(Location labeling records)
==============================
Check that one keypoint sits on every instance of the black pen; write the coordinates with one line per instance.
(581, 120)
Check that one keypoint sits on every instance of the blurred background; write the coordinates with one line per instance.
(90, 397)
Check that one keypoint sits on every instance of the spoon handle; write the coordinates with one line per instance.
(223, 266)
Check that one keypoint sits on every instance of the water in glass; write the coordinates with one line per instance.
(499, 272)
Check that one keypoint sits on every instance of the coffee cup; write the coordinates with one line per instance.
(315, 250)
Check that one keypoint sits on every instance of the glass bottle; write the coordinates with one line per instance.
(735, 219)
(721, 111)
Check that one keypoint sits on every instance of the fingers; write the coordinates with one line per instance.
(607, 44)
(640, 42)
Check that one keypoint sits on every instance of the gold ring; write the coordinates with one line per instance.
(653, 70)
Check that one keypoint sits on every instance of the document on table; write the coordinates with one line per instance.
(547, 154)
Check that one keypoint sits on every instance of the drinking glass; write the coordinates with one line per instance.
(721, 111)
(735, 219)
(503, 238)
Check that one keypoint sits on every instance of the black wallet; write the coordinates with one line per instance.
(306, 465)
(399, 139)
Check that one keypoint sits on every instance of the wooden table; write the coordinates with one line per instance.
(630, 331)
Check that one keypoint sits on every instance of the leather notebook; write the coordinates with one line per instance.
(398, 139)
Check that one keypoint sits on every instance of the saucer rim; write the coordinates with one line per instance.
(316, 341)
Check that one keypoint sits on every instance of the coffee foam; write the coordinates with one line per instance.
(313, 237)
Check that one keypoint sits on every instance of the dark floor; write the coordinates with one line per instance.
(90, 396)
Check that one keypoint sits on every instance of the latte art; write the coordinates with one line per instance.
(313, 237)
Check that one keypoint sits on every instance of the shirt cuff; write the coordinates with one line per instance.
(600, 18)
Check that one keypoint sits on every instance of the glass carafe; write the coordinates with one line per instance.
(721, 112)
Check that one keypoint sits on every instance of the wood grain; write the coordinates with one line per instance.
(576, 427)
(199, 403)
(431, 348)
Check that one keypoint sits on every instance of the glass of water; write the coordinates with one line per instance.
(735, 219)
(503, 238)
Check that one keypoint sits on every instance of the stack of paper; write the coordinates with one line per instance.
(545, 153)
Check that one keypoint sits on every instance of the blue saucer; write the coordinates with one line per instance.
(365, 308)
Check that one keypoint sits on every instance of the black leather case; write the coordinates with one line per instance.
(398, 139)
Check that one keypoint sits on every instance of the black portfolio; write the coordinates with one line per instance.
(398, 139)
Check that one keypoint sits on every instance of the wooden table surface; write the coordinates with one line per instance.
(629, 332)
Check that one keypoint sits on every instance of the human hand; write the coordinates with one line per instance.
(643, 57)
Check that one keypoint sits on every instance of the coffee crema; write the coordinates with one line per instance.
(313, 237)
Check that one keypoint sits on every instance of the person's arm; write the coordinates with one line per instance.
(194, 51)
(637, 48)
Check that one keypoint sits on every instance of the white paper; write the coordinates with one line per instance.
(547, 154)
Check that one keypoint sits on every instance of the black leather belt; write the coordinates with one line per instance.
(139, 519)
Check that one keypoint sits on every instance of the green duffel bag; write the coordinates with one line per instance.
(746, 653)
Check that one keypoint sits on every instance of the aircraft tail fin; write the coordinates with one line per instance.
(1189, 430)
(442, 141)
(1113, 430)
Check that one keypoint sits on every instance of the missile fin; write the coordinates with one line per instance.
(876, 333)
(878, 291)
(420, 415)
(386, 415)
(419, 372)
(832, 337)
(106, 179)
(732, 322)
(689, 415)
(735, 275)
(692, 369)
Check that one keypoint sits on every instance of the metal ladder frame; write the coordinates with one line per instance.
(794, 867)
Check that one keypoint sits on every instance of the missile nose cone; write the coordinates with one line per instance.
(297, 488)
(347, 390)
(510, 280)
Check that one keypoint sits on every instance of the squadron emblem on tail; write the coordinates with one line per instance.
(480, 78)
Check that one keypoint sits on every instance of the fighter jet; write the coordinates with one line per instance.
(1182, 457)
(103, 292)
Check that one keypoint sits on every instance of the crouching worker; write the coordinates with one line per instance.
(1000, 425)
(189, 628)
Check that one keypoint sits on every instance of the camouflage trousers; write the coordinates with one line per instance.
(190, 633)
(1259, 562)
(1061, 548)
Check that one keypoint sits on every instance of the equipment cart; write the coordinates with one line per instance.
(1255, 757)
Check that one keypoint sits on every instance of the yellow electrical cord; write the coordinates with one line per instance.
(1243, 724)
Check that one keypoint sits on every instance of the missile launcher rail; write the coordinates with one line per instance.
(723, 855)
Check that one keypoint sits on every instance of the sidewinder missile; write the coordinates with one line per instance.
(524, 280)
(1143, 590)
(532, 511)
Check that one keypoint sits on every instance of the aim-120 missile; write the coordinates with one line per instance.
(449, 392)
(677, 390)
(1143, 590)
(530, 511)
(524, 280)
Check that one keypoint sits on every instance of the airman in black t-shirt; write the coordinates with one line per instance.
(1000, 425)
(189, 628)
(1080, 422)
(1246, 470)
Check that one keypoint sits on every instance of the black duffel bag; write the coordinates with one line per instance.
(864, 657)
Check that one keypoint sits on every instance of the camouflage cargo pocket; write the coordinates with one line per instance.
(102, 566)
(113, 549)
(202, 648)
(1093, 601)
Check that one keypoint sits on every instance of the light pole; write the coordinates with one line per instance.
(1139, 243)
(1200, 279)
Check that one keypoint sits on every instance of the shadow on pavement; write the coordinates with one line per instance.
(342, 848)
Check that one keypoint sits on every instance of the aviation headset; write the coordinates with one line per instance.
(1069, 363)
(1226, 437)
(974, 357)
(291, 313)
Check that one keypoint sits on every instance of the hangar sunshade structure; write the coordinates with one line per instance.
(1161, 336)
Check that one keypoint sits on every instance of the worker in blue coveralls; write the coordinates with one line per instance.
==============================
• EXERCISE INSTRUCTIONS:
Exactly as written, give the line containing "Check that one keypoint sits on every instance of the yellow" and all remaining lines of the records.

• FINAL RESULT:
Check that one keypoint sits on every instance of the yellow electrical cord; write the coordinates with one line per instance.
(1243, 724)
Check that one keypoint sits on every instance of the missile launcher rail; write the coordinates with one line per instance.
(723, 855)
Check that one keypoint sits on every instance of the sidewinder missile; write the coordinates with one line per instance.
(524, 280)
(1143, 590)
(532, 511)
Check that one keypoint sits on every instance of the aim-120 missile; write the coordinates with one line per instance.
(449, 392)
(677, 390)
(1143, 590)
(530, 511)
(524, 280)
Check that one keypoint sits on every instance of the airman in black t-shirt; write the coordinates with one line per instance.
(1000, 425)
(189, 628)
(1080, 422)
(1246, 470)
Check that one keypoint sits on every instance of the black duffel bag; write the coordinates with one line per instance.
(864, 657)
Check that one keypoint sits on every instance of the camouflage cargo pocket; write the coordinates with one line per instance.
(102, 566)
(113, 549)
(202, 648)
(1093, 601)
Check that one keypoint sits on every instance of the light pole; write the coordinates with one line per instance.
(1139, 243)
(1200, 279)
Check that one keypoint sits on every instance of the shadow on pavement; write the coordinates with one line per instance.
(342, 848)
Check that one keypoint sits on every instance of the aviation headset; write the coordinates with one line per instance.
(1069, 363)
(1226, 437)
(974, 357)
(291, 313)
Check that one keypoint sits on every instance of the hangar sunshade structure; write the coordinates with one line per instance.
(1161, 336)
Check that one keypoint sits on every instance of the worker in blue coveralls; write the coordinates with one line per instance.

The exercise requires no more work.